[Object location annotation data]
- - -
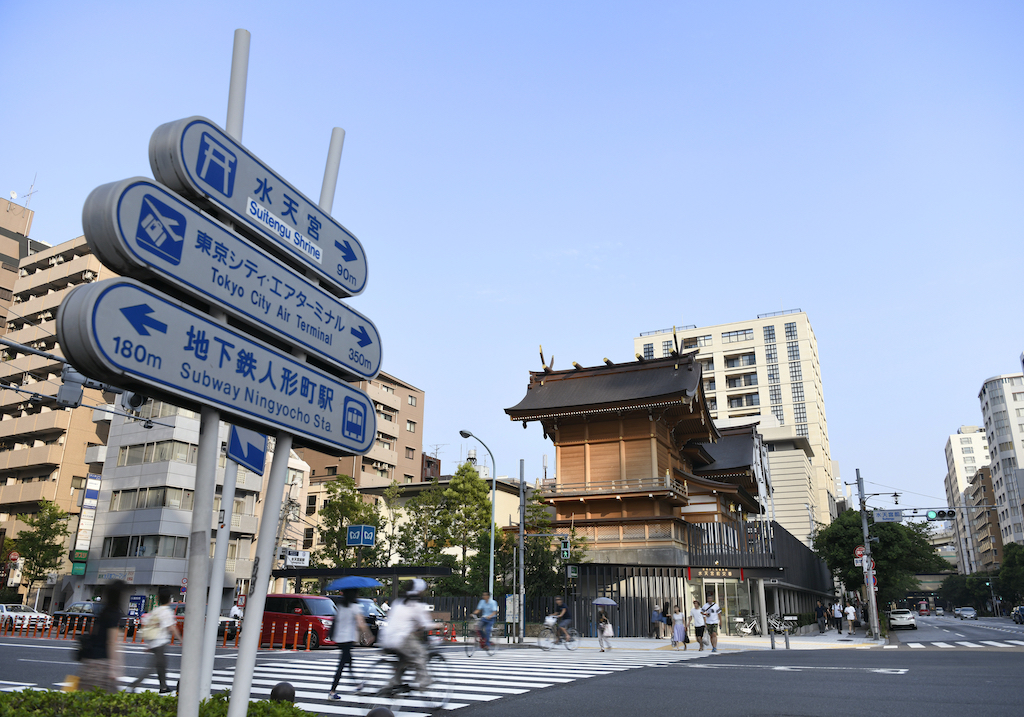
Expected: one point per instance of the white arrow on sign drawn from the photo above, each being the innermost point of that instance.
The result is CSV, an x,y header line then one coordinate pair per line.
x,y
139,228
197,157
123,332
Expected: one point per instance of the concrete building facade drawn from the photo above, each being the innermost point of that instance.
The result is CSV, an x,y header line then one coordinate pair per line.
x,y
764,367
1001,399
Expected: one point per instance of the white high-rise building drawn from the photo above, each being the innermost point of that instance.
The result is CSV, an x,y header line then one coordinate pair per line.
x,y
766,367
1001,401
967,451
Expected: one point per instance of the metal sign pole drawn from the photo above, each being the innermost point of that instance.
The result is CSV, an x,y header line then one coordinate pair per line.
x,y
217,578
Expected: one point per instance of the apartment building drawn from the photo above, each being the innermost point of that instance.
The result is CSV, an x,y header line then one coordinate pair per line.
x,y
767,366
984,521
1001,399
967,450
46,452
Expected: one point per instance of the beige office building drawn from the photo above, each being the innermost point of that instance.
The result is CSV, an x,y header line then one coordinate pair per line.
x,y
967,451
765,367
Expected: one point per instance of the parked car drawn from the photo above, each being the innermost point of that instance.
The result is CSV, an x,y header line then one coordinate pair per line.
x,y
372,614
82,615
13,616
312,615
225,625
902,619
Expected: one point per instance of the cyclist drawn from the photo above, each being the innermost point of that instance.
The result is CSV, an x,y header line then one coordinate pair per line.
x,y
486,610
408,623
563,619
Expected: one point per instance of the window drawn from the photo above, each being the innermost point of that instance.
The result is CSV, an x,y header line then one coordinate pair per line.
x,y
796,373
696,341
798,392
734,336
739,361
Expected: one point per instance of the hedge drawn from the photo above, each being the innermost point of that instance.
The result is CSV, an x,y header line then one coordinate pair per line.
x,y
33,703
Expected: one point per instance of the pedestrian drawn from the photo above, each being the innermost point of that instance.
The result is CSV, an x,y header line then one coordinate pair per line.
x,y
821,615
655,623
159,626
98,649
679,628
604,630
696,620
712,613
348,626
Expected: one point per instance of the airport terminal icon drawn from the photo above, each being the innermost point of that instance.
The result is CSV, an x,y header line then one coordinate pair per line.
x,y
161,229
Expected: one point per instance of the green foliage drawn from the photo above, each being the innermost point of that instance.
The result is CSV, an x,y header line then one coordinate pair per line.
x,y
344,506
901,552
31,703
1011,583
467,501
42,543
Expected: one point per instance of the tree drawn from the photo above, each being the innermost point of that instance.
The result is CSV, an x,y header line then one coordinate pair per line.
x,y
42,543
901,552
468,507
344,506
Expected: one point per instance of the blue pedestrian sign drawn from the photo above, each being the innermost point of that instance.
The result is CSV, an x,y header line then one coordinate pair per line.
x,y
196,157
140,228
360,536
247,448
123,332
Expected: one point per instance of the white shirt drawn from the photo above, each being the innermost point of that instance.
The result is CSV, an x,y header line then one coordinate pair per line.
x,y
403,618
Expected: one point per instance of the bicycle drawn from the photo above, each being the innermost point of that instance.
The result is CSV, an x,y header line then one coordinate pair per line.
x,y
374,681
473,638
549,636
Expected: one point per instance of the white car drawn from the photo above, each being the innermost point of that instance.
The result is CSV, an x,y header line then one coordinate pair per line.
x,y
13,617
902,618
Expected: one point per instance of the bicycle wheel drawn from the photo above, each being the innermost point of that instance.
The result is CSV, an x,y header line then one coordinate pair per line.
x,y
573,641
546,639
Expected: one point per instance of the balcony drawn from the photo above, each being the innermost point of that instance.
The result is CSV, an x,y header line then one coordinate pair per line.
x,y
44,422
24,458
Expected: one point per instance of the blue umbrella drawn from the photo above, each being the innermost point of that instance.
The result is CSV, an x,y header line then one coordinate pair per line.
x,y
353,581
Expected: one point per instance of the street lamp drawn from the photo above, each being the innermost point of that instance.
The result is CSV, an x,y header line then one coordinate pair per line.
x,y
494,477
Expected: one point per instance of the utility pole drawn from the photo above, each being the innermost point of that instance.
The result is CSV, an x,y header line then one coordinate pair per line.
x,y
872,607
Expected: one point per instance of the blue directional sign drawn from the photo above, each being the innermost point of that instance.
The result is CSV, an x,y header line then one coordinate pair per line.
x,y
197,157
360,536
122,332
140,228
247,448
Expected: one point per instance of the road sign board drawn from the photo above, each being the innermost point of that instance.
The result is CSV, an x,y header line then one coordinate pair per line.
x,y
137,227
125,333
197,157
247,448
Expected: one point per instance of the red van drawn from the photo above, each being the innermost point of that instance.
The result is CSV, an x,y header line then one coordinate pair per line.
x,y
311,614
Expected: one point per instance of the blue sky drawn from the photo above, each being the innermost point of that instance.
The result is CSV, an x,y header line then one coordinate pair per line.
x,y
571,174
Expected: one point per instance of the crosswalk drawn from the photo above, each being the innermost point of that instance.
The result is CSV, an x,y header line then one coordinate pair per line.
x,y
472,680
951,644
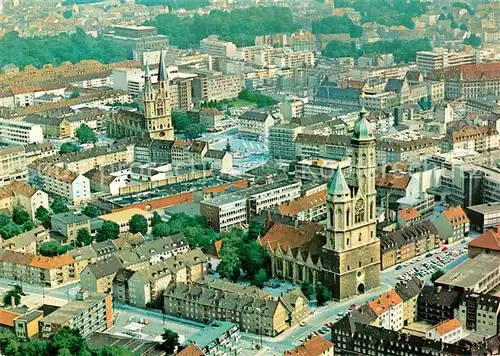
- - -
[Requirements]: Collect every line in the records above that contains the string "sign", copying each one in full.

[Exercise response]:
Expected: one point per instance of the white arrow on sign drawn from the photo above, each being the innermost point of that instance.
Expected: one point per instance of the metal sign pole drawn from the photo above, each being the innermost point of that instance.
Expected: one point per instance of the blue pedestrian sign drawn from the photo above, each being the innermost point of that instance.
Expected: one point per instance of the blue directional sign drawn from the photo above, each being the innermost point of that instance.
Expected: one point per instance of the road sign board drawn from the photo above, each being the innermost point of that instance.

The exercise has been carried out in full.